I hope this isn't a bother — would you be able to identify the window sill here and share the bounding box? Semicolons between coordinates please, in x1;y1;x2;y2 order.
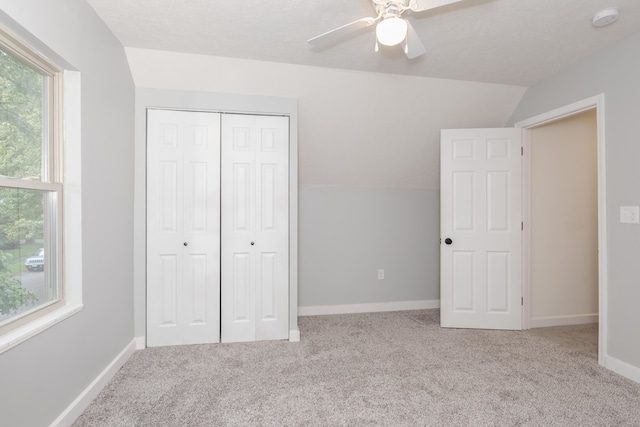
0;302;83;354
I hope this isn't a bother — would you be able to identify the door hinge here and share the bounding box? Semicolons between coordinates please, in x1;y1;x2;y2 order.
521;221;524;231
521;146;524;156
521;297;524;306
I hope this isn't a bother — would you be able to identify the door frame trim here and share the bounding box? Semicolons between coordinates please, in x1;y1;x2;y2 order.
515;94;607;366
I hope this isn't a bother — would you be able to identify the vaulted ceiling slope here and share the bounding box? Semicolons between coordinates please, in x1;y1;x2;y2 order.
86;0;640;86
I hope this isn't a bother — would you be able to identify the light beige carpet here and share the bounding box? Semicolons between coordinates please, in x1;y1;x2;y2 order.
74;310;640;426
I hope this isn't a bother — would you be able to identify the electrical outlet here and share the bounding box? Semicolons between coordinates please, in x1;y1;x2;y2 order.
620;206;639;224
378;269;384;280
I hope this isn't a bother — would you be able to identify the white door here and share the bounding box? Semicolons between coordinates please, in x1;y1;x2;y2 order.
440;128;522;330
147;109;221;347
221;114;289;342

*-*-*

Task to complete: Your task is to repeat the data above exactly while excluding the pictures.

Task result:
I hope this isn't a bother — would you be able to identify the window sill here and share the bounding box? Semicolons between coordinates please, in x1;y1;x2;y2 order.
0;302;83;354
I hope this isn't a bother — would you be able to identify the door hinge here and share the bounding box? Semicolons between coordinates please, in x1;y1;x2;y2 order.
521;221;524;231
521;146;524;156
521;297;524;306
I hope this isn't a bother — would you be able to identify the door frame trim here and share the bounding box? Semicolons between coordinates please, in x1;y1;x2;y2 order.
515;94;607;366
I hope this isn't a bother — would you be able to identify the vaulted ceiling slope here and share the bounding box? Semicolons between coordinates please, in x1;y1;x2;y2 order.
86;0;640;86
I hope this isn't a bother — would you be able to identify the light beige carpet here and share the bounding box? Semicolons between coordinates please, in x1;y1;x2;y2 order.
74;310;640;426
I hope this isn't a bother — would you be able to identify the electrical outlet here and share the bounding box? Semicolons between coordinates please, in x1;y1;x2;y2 order.
620;206;639;224
378;269;384;280
I hope this isn't a bother — would you be able to identify the white door here and share the bounding box? Semicolons between coordinates please, in x1;y1;x2;y2 order.
440;128;522;330
147;109;221;347
221;114;289;342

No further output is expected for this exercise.